In this context, I like to point your direction to another discrepancy in the quoted text:

Sentence 1: A tiny fraction of the electrons flowing in combines with these holes and are removed from circulation, while the vast majority (more than 97 percent) of electrons keep flowing through the thin base and into the collector, setting up a strong current flow.

Sentence 2: That trickle of current enables the much stronger flow of current into the collector, and then out of the collector and into the collector circuit. So, in effect, the small base current is controlling the larger collector circuit.

Does this sound logical to you?

A "tiny fraction" forms the base current - and this tiny fraction (which is "removed" from the emitted electron flow) should "enable the much stronger flow of curent into the collector" ? And the conclusion is that "the small base current is controlling the larger collector circuit."

#### ENTRIES:

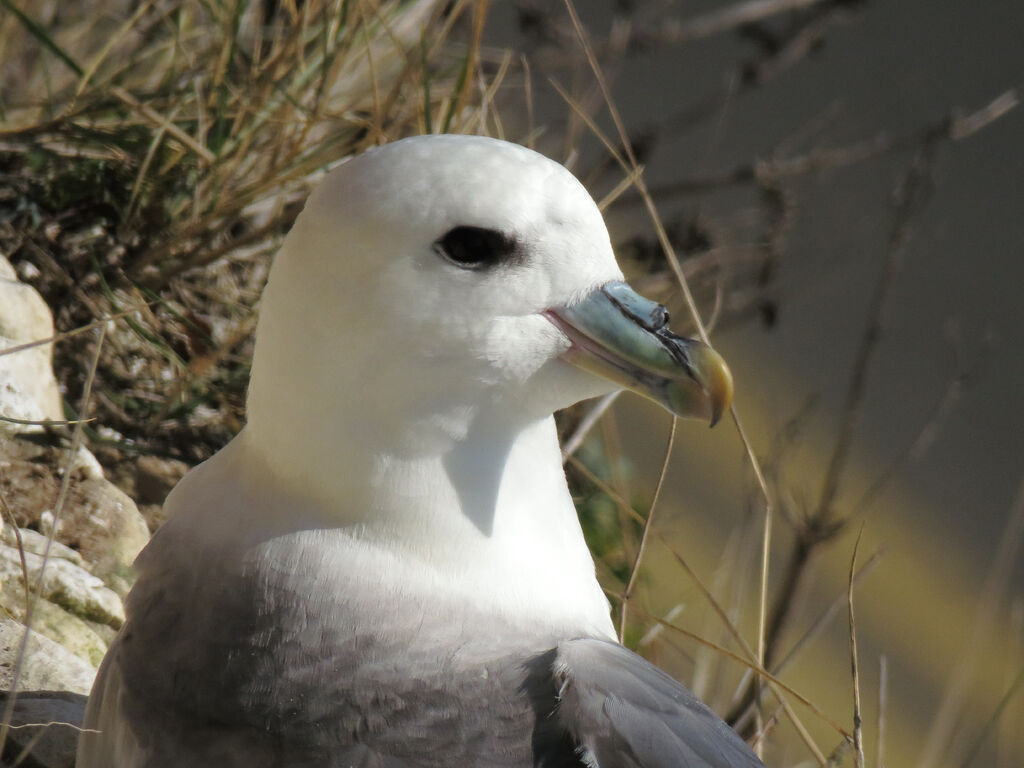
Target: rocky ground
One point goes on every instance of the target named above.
(68, 538)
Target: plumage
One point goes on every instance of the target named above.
(384, 567)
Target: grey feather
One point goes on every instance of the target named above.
(626, 713)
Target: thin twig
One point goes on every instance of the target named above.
(76, 441)
(635, 569)
(858, 738)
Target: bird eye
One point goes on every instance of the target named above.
(475, 247)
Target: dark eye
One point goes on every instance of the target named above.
(475, 247)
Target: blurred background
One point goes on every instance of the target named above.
(842, 182)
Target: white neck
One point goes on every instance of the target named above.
(488, 519)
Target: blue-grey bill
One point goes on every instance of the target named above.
(622, 336)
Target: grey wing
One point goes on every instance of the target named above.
(623, 711)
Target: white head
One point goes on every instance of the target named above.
(436, 300)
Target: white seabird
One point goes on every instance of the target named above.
(385, 567)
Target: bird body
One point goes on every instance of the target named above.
(385, 567)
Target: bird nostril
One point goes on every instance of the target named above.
(658, 317)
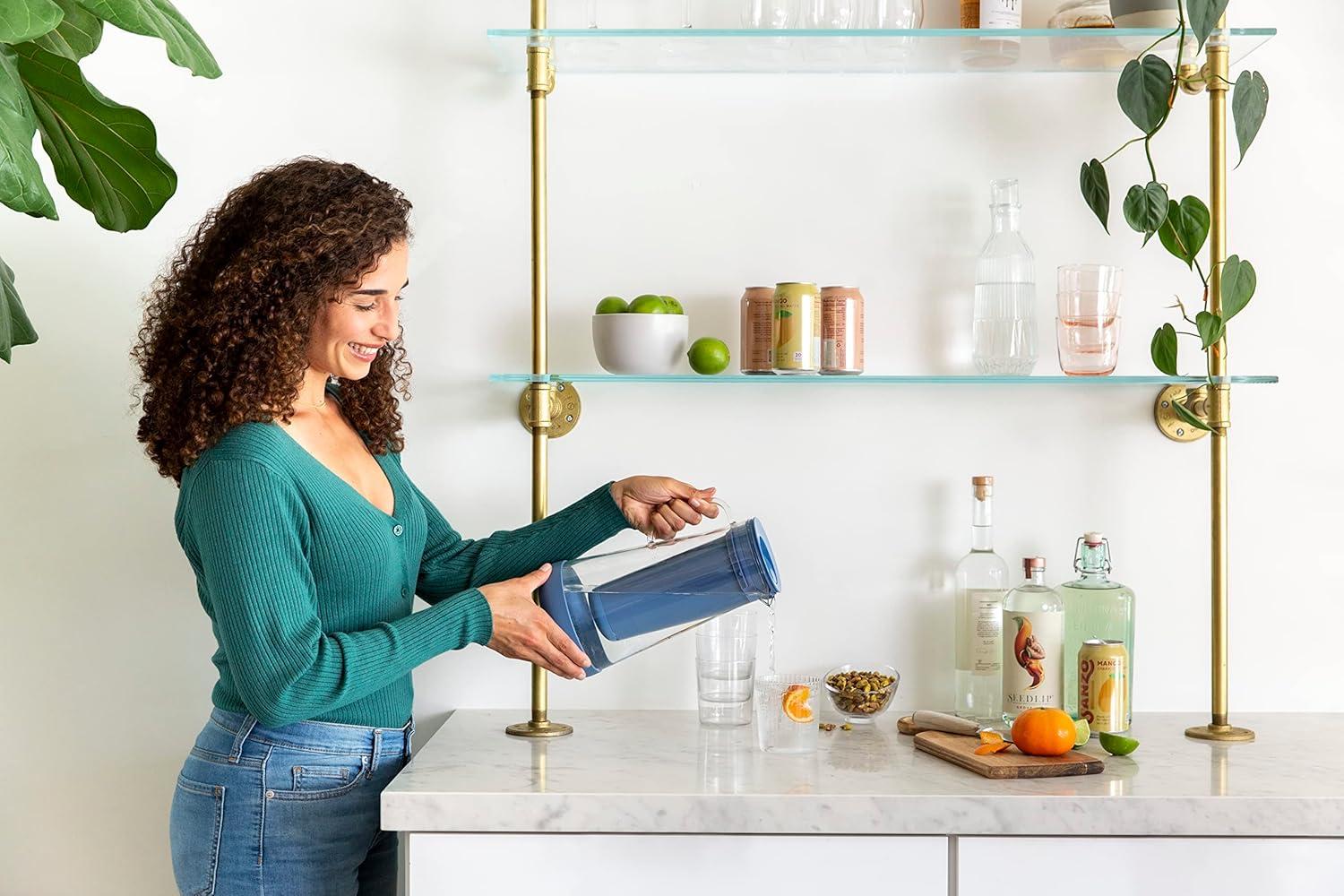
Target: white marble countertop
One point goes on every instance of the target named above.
(659, 771)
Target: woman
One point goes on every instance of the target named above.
(271, 357)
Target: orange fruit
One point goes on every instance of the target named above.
(1045, 732)
(796, 702)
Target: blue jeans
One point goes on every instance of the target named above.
(289, 812)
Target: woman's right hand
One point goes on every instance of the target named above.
(524, 632)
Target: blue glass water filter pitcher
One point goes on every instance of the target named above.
(616, 605)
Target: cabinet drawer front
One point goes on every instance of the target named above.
(1156, 866)
(676, 864)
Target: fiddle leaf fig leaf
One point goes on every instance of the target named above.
(1097, 191)
(77, 35)
(1238, 287)
(104, 153)
(27, 19)
(15, 328)
(1164, 349)
(1210, 328)
(1203, 18)
(21, 179)
(1250, 104)
(1185, 228)
(1145, 88)
(1145, 209)
(159, 19)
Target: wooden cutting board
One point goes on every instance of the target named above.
(960, 750)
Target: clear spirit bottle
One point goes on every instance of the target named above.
(1096, 607)
(1004, 325)
(1034, 643)
(981, 581)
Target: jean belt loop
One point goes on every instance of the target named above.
(378, 745)
(244, 731)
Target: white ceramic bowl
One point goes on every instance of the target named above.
(640, 343)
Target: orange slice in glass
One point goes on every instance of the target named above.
(796, 702)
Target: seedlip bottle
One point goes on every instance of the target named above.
(1034, 643)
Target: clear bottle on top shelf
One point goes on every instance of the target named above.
(981, 579)
(1004, 325)
(1034, 643)
(1096, 608)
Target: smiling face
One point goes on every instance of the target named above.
(349, 332)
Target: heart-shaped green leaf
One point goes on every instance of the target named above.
(1185, 228)
(27, 19)
(1097, 191)
(77, 35)
(1250, 102)
(1238, 287)
(21, 179)
(104, 152)
(15, 328)
(1145, 209)
(1210, 328)
(1144, 91)
(1185, 413)
(159, 19)
(1203, 16)
(1164, 349)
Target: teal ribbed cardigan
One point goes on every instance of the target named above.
(309, 587)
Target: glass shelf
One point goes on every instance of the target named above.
(854, 50)
(873, 379)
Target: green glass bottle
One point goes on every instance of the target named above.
(1096, 607)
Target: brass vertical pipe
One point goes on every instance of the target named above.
(540, 81)
(1219, 408)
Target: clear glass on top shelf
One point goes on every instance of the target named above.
(846, 50)
(878, 379)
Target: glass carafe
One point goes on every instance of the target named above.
(616, 605)
(1004, 327)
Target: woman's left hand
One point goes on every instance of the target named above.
(660, 506)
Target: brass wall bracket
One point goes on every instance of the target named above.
(1169, 422)
(540, 70)
(564, 409)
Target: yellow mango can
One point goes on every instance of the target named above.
(796, 328)
(1104, 685)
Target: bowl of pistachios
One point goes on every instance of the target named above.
(860, 692)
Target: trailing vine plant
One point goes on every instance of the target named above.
(1148, 90)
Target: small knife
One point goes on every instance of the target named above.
(930, 720)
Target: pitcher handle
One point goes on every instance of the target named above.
(723, 521)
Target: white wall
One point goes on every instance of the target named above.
(694, 187)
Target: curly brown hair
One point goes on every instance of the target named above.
(228, 325)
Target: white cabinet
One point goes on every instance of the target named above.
(672, 864)
(1150, 866)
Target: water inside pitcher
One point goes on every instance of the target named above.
(616, 605)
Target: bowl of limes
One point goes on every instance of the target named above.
(647, 335)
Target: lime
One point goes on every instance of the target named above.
(709, 355)
(1117, 745)
(648, 306)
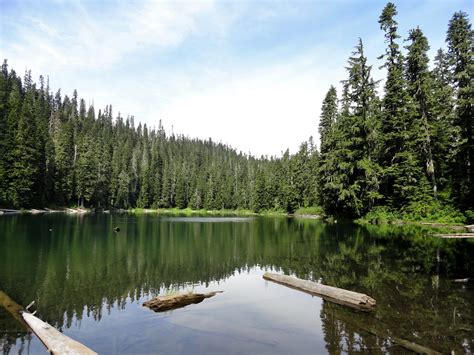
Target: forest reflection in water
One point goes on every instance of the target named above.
(89, 281)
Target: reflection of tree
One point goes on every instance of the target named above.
(84, 267)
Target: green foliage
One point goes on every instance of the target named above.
(406, 155)
(310, 210)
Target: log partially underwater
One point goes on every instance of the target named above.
(55, 341)
(455, 236)
(12, 307)
(352, 299)
(167, 303)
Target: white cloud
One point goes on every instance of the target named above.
(264, 111)
(80, 38)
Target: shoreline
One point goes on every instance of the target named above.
(220, 213)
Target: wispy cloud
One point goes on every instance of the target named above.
(249, 73)
(76, 36)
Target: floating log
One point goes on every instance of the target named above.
(55, 341)
(470, 228)
(9, 211)
(167, 303)
(463, 280)
(352, 299)
(455, 236)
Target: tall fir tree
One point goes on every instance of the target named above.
(460, 39)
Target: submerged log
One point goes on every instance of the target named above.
(455, 236)
(55, 341)
(468, 279)
(167, 303)
(470, 228)
(352, 299)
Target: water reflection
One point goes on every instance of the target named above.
(82, 271)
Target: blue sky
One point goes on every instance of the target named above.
(248, 73)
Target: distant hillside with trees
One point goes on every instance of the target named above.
(408, 150)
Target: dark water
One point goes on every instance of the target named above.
(90, 282)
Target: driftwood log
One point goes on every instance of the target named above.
(352, 299)
(167, 303)
(455, 236)
(55, 341)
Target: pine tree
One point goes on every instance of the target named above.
(402, 172)
(420, 86)
(25, 168)
(460, 39)
(445, 145)
(327, 119)
(349, 173)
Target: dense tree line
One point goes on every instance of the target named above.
(406, 149)
(58, 151)
(411, 148)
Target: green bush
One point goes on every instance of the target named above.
(310, 210)
(379, 215)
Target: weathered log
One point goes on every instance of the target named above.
(463, 280)
(455, 236)
(352, 299)
(167, 303)
(55, 341)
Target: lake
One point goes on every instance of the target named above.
(90, 282)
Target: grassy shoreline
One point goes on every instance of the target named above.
(301, 213)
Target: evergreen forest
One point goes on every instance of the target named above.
(401, 148)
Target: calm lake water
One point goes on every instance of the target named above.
(91, 282)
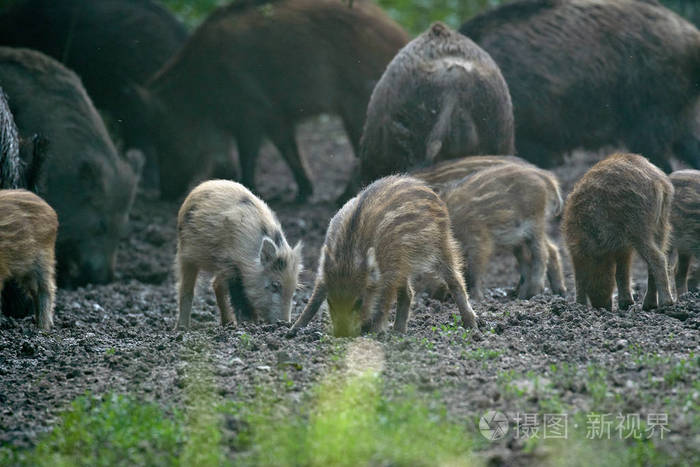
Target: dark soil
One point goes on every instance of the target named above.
(119, 337)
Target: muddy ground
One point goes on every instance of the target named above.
(119, 337)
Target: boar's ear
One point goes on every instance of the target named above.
(268, 251)
(372, 266)
(326, 260)
(297, 252)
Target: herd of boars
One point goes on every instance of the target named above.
(436, 123)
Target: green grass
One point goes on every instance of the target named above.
(349, 422)
(346, 420)
(104, 431)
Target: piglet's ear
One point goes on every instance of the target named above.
(268, 251)
(372, 266)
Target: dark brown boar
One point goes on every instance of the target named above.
(685, 223)
(28, 227)
(255, 69)
(440, 98)
(375, 245)
(110, 44)
(507, 206)
(591, 73)
(621, 204)
(88, 184)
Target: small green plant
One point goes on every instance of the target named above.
(245, 341)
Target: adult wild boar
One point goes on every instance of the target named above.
(685, 223)
(591, 73)
(16, 174)
(88, 184)
(622, 204)
(255, 69)
(110, 44)
(440, 98)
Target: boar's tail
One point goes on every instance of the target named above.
(34, 169)
(492, 19)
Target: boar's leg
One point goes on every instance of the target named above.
(601, 277)
(650, 298)
(622, 277)
(387, 293)
(220, 286)
(248, 148)
(403, 307)
(682, 269)
(477, 253)
(317, 298)
(455, 282)
(284, 139)
(45, 294)
(523, 260)
(555, 276)
(188, 278)
(581, 278)
(534, 282)
(657, 276)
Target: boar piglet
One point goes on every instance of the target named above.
(621, 204)
(440, 98)
(28, 228)
(685, 221)
(507, 205)
(276, 63)
(225, 230)
(375, 245)
(451, 171)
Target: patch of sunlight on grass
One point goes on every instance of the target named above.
(348, 422)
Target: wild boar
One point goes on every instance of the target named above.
(440, 98)
(451, 171)
(225, 230)
(88, 184)
(507, 205)
(110, 44)
(375, 245)
(591, 73)
(621, 204)
(28, 228)
(685, 223)
(10, 165)
(254, 69)
(15, 174)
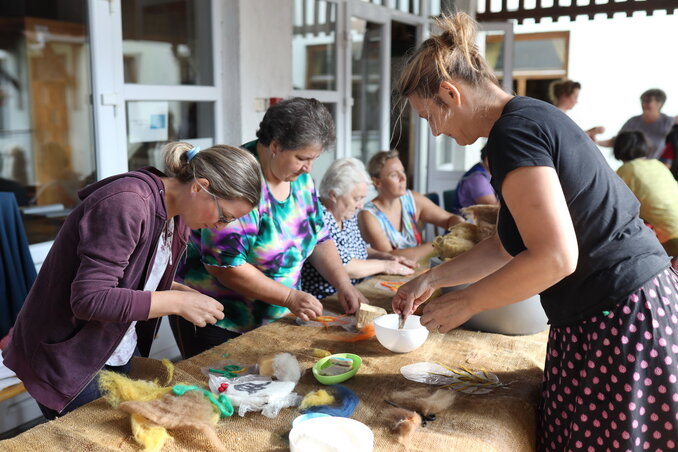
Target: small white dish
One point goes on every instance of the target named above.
(331, 434)
(409, 338)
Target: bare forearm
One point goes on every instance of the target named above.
(483, 259)
(359, 268)
(416, 253)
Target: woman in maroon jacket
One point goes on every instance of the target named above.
(112, 265)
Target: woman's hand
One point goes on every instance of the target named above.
(199, 309)
(447, 312)
(411, 295)
(393, 267)
(405, 261)
(350, 298)
(303, 305)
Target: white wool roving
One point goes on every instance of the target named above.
(286, 367)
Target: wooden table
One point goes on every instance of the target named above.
(504, 420)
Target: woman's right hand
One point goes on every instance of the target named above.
(411, 295)
(200, 309)
(303, 305)
(397, 268)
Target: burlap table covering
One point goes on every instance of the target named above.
(504, 420)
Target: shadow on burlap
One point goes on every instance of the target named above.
(503, 420)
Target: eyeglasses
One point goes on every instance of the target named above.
(222, 219)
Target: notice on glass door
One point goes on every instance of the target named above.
(147, 121)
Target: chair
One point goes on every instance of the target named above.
(448, 200)
(17, 271)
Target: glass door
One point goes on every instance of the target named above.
(447, 160)
(46, 124)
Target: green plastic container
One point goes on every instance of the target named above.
(334, 379)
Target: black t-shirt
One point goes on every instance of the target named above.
(617, 252)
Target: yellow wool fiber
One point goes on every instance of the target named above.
(119, 388)
(315, 398)
(149, 435)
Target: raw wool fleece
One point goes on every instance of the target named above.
(191, 410)
(154, 409)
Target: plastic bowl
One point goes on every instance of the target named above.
(334, 379)
(523, 317)
(331, 433)
(411, 337)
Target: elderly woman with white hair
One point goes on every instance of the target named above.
(342, 193)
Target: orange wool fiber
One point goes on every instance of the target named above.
(367, 332)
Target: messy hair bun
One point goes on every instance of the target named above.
(450, 55)
(233, 173)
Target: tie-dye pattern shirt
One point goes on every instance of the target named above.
(276, 237)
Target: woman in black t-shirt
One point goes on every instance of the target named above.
(568, 229)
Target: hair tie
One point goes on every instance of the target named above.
(192, 152)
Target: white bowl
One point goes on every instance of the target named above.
(411, 337)
(327, 434)
(523, 317)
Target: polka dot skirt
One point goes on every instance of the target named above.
(611, 382)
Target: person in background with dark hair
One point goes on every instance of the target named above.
(669, 156)
(253, 266)
(654, 186)
(565, 95)
(111, 267)
(654, 124)
(474, 187)
(568, 229)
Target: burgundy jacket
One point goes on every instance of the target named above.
(90, 287)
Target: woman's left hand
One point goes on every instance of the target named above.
(447, 312)
(350, 298)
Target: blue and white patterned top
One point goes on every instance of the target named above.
(350, 245)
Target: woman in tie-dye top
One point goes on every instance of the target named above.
(253, 265)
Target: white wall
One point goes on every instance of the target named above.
(615, 60)
(257, 62)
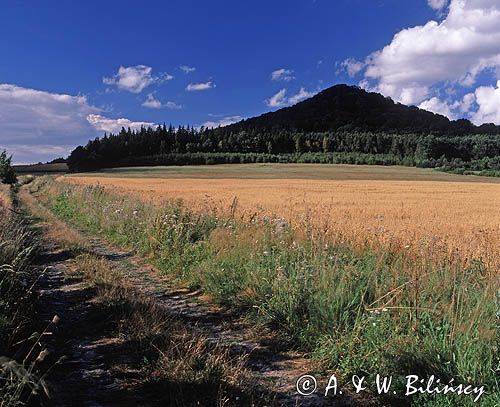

#### PROBLEM SET:
1. Say whether each statement agrees with the transistor text, answering yes or no and quoting the words of the text that decide it. (a) More than 97 percent of the electrons keep flowing into the collector. (b) Sentence 2 says the collector current controls the base current. (c) The electrons that combine with the holes stay in circulation.
2. According to the transistor text, what does the "tiny fraction" form?
3. Repeat the transistor text from "In this context, I" to "strong current flow.".

#### PER-TASK OUTPUTS:
1.
(a) Yes: "the vast majority (more than 97 percent) of electrons keep flowing through the thin base and into the collector"
(b) No: "the small base current is controlling the larger collector circuit."
(c) No: "are removed from circulation"

2. The base current.

3.
In this context, I like to point your direction to another discrepancy in the quoted text:

Sentence 1: A tiny fraction of the electrons flowing in combines with these holes and are removed from circulation, while the vast majority (more than 97 percent) of electrons keep flowing through the thin base and into the collector, setting up a strong current flow.